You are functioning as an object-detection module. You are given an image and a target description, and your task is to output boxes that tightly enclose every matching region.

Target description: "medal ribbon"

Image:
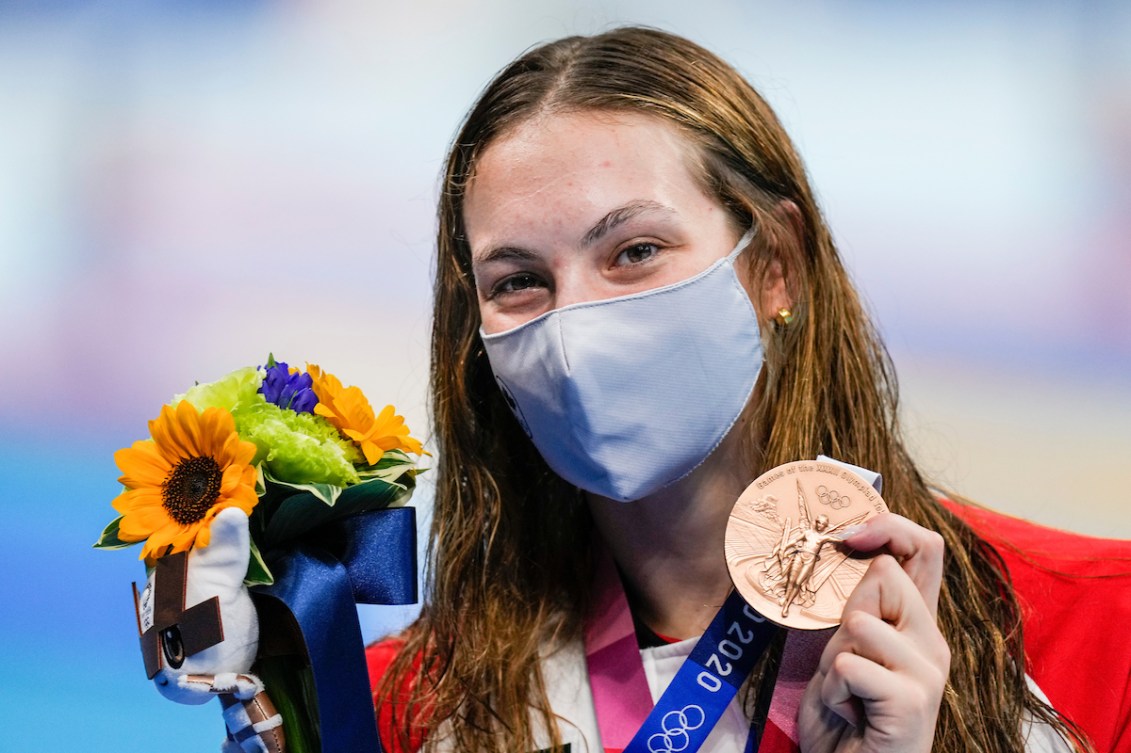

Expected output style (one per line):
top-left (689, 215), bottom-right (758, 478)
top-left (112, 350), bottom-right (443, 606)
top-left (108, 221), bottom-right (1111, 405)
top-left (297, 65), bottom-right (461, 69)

top-left (624, 591), bottom-right (777, 753)
top-left (586, 544), bottom-right (777, 753)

WRITTEN TASK: Set down the lines of the records word for word, beginning at the start of the records and ending with the line that contains "top-left (689, 215), bottom-right (758, 478)", both included. Omit the pictures.

CORRECT ANSWER:
You are functioning as an object-detection module. You are given an image and a target description, and your task is to output boxes that tightly enclose every matching region.

Target description: "medal ribbon"

Image:

Expected output style (one per line):
top-left (689, 215), bottom-right (758, 478)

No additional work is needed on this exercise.